Text to read:

Struggling new teachers pose dilemma for schools - San Francisco Chronicle

Struggling new teachers pose dilemma for schools - San Francisco Chronicle:

Struggling new teachers pose dilemma for schools

Cleveland Elementary school teacher Fernando Che (center) teaches English to third-graders Alan (left) and Christopher (right) in San Francisco. Photo: Liz Hafalia, The Chronicle
Photo: Liz Hafalia, The Chronicle Cleveland Elementary school teacher Fernando Che (center) teaches English to third-graders Alan (left) and Christopher (right) in San Francisco.

Principal Susan Ritter agonized over the decision she had to make: Should she keep four struggling new teachers on staff at San Francisco’s Balboa High School, or get rid of them at the end of the school year?
The choice was difficult.
If she let the probationary teachers remain, it would mean leaving the four floundering in classrooms while they headed for tenure, making it harder to remove them later if they didn’t improve. If she let them go, she would have to search for replacements amid a broad teacher shortage and probably end up with equally inexperienced educators when school started in the fall.
Principals face this dilemma across the state every year, with hundreds of new teachers — often those working with the neediest students — losing their jobs less than two years after starting their careers.

Information provided:
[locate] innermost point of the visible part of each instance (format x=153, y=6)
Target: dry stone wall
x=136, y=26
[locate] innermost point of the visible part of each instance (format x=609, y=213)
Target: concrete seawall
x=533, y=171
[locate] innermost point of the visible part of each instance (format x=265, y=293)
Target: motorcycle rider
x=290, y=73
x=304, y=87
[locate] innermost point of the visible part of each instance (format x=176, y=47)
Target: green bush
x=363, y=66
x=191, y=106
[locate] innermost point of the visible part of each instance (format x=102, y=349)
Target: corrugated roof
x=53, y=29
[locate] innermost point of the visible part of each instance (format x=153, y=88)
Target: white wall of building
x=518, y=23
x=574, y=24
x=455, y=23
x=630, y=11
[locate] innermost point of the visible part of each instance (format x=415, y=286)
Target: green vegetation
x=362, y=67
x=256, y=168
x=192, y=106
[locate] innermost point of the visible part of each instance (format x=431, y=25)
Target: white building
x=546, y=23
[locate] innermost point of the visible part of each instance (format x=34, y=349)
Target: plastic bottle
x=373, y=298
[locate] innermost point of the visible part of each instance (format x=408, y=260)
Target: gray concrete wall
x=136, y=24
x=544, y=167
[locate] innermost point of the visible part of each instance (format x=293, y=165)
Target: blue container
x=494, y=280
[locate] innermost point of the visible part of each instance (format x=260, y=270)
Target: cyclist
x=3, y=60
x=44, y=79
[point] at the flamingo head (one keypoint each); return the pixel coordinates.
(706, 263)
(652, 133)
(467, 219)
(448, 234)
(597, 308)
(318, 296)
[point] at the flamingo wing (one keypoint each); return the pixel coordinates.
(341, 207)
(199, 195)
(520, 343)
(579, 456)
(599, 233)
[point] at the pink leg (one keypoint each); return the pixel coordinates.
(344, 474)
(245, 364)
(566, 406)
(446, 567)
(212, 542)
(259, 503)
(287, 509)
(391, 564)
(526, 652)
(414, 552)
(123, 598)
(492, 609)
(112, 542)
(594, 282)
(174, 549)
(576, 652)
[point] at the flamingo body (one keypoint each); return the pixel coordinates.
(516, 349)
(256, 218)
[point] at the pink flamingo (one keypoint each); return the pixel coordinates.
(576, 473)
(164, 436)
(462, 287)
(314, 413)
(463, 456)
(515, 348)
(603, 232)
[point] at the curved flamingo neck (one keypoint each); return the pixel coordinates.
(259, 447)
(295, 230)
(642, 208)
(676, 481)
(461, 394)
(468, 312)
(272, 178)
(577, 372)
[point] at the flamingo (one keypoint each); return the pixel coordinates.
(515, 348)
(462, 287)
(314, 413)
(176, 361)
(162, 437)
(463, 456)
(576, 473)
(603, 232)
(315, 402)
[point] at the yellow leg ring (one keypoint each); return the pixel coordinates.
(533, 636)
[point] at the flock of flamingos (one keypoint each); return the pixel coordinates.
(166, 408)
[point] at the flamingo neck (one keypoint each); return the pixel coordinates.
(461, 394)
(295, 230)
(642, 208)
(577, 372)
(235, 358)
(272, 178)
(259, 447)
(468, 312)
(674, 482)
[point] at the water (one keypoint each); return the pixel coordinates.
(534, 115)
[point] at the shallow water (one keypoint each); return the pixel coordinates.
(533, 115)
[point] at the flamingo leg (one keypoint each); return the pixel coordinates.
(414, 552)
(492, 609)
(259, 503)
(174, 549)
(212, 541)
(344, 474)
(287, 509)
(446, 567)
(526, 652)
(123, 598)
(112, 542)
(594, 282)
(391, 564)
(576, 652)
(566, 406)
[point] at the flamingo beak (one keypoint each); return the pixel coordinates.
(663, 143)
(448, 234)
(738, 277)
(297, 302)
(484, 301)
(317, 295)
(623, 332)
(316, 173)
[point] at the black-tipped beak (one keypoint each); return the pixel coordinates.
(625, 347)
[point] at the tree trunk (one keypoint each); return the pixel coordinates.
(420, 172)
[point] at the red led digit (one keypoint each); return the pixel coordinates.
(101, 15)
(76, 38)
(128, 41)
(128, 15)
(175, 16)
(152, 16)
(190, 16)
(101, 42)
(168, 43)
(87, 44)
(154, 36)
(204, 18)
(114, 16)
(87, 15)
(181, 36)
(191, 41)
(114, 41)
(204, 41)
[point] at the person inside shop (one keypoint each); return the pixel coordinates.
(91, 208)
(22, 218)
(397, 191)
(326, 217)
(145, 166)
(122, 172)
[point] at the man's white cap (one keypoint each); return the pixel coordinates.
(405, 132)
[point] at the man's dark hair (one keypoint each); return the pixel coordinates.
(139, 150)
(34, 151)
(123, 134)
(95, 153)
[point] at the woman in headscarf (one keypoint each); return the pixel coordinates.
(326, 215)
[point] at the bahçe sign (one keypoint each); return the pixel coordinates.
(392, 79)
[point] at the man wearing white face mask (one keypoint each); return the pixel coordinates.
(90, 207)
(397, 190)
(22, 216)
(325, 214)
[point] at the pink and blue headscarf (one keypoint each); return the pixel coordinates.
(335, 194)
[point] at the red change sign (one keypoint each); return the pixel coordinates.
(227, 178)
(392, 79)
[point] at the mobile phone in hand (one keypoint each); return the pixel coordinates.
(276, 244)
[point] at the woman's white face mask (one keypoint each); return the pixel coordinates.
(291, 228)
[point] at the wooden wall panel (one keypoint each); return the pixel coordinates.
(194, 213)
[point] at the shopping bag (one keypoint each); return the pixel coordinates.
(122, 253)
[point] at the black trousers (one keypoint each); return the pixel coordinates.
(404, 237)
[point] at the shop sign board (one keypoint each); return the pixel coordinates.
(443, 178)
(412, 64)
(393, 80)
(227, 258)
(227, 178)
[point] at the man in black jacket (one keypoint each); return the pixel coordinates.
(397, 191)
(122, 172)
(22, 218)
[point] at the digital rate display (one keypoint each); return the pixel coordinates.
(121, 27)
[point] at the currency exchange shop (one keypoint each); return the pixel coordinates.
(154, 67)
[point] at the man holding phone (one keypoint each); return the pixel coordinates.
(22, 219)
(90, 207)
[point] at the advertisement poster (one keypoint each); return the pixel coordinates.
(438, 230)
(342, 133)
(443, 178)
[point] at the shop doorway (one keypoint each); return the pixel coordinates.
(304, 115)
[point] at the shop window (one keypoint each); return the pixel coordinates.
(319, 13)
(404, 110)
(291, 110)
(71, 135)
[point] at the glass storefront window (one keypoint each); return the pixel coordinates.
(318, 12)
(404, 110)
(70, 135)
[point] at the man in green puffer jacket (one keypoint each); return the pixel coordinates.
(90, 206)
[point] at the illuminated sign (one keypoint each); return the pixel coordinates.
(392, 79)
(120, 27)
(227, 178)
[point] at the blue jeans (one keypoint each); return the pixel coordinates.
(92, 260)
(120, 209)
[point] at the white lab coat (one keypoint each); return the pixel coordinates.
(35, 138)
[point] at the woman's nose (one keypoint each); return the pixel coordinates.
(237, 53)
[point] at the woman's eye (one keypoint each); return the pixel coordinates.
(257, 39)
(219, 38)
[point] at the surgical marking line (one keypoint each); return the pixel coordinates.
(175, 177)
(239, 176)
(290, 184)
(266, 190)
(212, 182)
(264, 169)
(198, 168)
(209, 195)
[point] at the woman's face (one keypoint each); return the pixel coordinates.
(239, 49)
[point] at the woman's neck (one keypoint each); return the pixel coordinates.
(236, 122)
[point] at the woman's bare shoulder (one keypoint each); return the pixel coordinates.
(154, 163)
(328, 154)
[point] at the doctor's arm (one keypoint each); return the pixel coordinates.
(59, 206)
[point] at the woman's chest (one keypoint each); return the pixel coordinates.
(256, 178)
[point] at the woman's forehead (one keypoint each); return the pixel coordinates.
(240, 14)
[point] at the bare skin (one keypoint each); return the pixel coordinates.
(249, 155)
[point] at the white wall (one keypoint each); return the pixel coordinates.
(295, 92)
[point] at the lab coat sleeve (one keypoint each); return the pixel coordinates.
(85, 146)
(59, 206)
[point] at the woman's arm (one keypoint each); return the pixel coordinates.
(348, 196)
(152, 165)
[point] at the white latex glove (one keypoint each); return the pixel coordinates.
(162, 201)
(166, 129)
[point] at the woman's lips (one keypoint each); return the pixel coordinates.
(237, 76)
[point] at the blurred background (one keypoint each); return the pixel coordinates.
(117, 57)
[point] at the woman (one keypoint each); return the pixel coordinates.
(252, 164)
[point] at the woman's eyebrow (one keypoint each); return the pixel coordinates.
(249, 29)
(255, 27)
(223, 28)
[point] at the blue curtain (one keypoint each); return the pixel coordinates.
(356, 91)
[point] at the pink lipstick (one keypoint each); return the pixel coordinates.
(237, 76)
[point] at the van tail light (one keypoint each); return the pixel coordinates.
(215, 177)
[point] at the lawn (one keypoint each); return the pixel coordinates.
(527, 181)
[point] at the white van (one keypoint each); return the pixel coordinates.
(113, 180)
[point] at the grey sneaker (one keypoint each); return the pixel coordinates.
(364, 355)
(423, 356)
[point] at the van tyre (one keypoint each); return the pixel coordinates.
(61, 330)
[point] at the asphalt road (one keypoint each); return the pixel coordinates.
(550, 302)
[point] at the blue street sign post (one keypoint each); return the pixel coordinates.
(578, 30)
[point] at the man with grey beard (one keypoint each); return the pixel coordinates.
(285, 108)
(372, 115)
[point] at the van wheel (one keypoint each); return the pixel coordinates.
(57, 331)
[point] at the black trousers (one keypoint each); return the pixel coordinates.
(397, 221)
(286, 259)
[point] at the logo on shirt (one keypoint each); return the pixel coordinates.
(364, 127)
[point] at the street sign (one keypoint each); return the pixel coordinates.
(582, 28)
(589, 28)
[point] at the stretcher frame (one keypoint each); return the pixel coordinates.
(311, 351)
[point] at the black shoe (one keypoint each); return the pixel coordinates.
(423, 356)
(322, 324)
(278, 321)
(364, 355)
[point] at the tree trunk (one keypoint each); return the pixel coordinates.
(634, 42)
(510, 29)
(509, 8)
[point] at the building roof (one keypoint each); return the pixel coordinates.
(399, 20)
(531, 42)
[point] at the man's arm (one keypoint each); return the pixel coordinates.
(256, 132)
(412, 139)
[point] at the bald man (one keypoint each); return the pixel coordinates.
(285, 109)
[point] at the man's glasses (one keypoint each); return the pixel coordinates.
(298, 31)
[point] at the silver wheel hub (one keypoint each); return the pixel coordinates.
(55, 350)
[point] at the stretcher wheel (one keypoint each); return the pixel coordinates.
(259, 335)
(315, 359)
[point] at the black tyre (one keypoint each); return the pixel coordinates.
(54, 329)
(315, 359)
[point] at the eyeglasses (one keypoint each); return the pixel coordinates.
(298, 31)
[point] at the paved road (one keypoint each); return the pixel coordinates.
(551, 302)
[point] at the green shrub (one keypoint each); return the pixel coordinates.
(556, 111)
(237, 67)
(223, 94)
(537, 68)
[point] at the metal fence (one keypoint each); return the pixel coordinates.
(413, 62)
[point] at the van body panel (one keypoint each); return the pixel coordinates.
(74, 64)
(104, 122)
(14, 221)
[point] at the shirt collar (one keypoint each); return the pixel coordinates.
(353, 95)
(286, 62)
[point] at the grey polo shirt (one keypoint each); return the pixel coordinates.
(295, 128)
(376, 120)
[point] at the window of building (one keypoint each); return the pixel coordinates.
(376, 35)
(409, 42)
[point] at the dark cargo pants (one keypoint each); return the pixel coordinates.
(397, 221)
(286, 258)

Written task:
In the article about struggling new teachers, which school does Principal Susan Ritter lead? Rely only on the article about struggling new teachers, not the listing.

Result:
Balboa High School in San Francisco